-- Begin Data shown --

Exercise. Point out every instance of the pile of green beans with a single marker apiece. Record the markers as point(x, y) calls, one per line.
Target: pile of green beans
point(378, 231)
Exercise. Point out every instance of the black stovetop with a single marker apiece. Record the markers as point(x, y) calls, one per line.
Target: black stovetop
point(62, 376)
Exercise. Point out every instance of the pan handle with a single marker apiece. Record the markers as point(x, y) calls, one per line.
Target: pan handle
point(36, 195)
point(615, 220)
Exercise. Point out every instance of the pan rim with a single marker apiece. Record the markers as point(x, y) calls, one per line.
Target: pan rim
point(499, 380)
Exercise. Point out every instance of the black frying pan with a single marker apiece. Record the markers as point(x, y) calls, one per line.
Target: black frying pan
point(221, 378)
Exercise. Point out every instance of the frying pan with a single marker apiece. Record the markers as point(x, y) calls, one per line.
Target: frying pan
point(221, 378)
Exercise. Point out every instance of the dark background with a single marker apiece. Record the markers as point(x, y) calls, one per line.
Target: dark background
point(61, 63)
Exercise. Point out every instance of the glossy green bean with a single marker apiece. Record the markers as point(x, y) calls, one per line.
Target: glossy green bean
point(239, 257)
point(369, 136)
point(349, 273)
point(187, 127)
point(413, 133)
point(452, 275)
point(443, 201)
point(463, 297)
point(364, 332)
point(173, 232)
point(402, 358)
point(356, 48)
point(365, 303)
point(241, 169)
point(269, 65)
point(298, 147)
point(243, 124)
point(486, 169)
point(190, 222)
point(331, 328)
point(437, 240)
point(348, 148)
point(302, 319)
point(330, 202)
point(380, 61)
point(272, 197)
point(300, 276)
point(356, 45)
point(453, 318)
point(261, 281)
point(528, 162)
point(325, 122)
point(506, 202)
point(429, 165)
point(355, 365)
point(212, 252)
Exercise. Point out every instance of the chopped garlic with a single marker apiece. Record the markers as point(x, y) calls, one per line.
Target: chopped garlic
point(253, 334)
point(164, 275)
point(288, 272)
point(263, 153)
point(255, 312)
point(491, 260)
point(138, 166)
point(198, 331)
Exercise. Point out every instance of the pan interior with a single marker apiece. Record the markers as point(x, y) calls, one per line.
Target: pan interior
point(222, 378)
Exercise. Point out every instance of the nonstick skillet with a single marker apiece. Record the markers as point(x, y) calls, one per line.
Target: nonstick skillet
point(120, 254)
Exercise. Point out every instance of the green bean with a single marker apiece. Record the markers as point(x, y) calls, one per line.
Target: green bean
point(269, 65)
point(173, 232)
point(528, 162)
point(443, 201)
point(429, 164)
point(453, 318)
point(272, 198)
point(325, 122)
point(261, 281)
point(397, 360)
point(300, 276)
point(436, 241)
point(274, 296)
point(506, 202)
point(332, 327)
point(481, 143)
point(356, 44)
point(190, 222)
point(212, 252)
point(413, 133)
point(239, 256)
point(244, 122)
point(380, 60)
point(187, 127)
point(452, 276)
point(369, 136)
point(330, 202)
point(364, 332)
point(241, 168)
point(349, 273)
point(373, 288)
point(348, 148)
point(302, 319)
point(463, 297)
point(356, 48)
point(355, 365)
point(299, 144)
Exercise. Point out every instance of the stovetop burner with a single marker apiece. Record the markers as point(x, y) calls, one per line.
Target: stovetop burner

-- End Data shown --

## Work to do
Turn every one of the rows above into a numbered list, leaving out any blank lines.

## Response to the exercise
1. Exercise. Point out every instance of the pile of green beans with a single marker apiece. Record the markers as point(x, y) calls, one per line.
2. Target: pile of green beans
3. point(378, 231)
4. Exercise. Point out every instance of the black stovetop with a single marker apiece. Record the markers as point(x, y) calls, one per line.
5. Target: black stovetop
6. point(62, 376)
7. Exercise. Point out every instance of the pan handle with a single marker apiece. Record the markers as point(x, y) calls, one per line.
8. Target: pan handle
9. point(36, 195)
10. point(615, 220)
11. Exercise. Point out every instance of the pan rim with a single marker apiece. Record the markers as point(x, y) calls, one per line.
12. Target: pan rim
13. point(499, 380)
14. Exercise. Point out every instance of the black frying pan with a single marker apiece. Record the markers as point(x, y) calls, one per line.
15. Target: black frying pan
16. point(221, 378)
17. Exercise. Point out every instance of the frying pan with a single marker apiece. Record the markers as point(x, y) calls, one per line.
18. Target: frying pan
19. point(221, 378)
20. Exercise. Point out every instance of the dark background with a single marker apiece. Record the markers as point(x, y) calls, one per line.
21. Target: dark background
22. point(61, 63)
23. Exercise. Point out every instance of the glossy green bean with a single marker apiece. Record the markers as point(x, y) calls, one per line.
24. Target: glossy green bean
25. point(239, 257)
26. point(369, 136)
27. point(349, 273)
28. point(187, 127)
29. point(413, 133)
30. point(452, 275)
31. point(443, 201)
32. point(463, 297)
33. point(364, 332)
34. point(173, 232)
35. point(402, 358)
36. point(356, 48)
37. point(365, 303)
38. point(241, 169)
39. point(269, 65)
40. point(298, 147)
41. point(243, 124)
42. point(486, 169)
43. point(190, 222)
44. point(331, 328)
45. point(437, 240)
46. point(348, 148)
47. point(302, 319)
48. point(330, 202)
49. point(380, 61)
50. point(272, 197)
51. point(300, 276)
52. point(356, 45)
53. point(453, 318)
54. point(261, 281)
55. point(528, 162)
56. point(325, 122)
57. point(506, 202)
58. point(429, 165)
59. point(355, 365)
60. point(212, 252)
61. Exercise. Point out every instance of the chopped garlic with a single marker apiece. Record the markers as point(x, y) calls, one per line.
62. Target: chopped garlic
63. point(253, 334)
64. point(164, 275)
65. point(288, 272)
66. point(263, 153)
67. point(255, 312)
68. point(491, 260)
69. point(138, 166)
70. point(198, 331)
71. Exercise. Point out every instance of the pan interior with a single marker apiece. Record the markers as point(x, y) calls, one per line.
72. Target: pan interior
73. point(222, 378)
74. Exercise. Point out every instance of the nonstick skillet with a single marker apiece. Record the markers as point(x, y) calls, one per line.
75. Target: nonstick skillet
76. point(120, 254)
77. Exercise. Point out every instance of the green bean with a single marker apiece. Record the markers as point(x, y) calls, one per line.
78. Target: green bean
79. point(269, 65)
80. point(173, 232)
81. point(528, 162)
82. point(443, 201)
83. point(429, 164)
84. point(453, 318)
85. point(272, 198)
86. point(325, 122)
87. point(261, 281)
88. point(397, 360)
89. point(300, 276)
90. point(436, 241)
91. point(274, 296)
92. point(506, 202)
93. point(332, 327)
94. point(481, 143)
95. point(356, 44)
96. point(190, 222)
97. point(212, 252)
98. point(413, 133)
99. point(239, 256)
100. point(244, 122)
101. point(380, 60)
102. point(187, 127)
103. point(452, 276)
104. point(369, 136)
105. point(330, 202)
106. point(364, 332)
107. point(241, 168)
108. point(349, 273)
109. point(373, 288)
110. point(348, 148)
111. point(302, 319)
112. point(463, 297)
113. point(356, 48)
114. point(355, 365)
115. point(299, 144)
116. Exercise. Point out every instance of the stovetop burner with a single marker apiece. Record the markers as point(x, y) calls, one per line.
117. Target: stovetop burner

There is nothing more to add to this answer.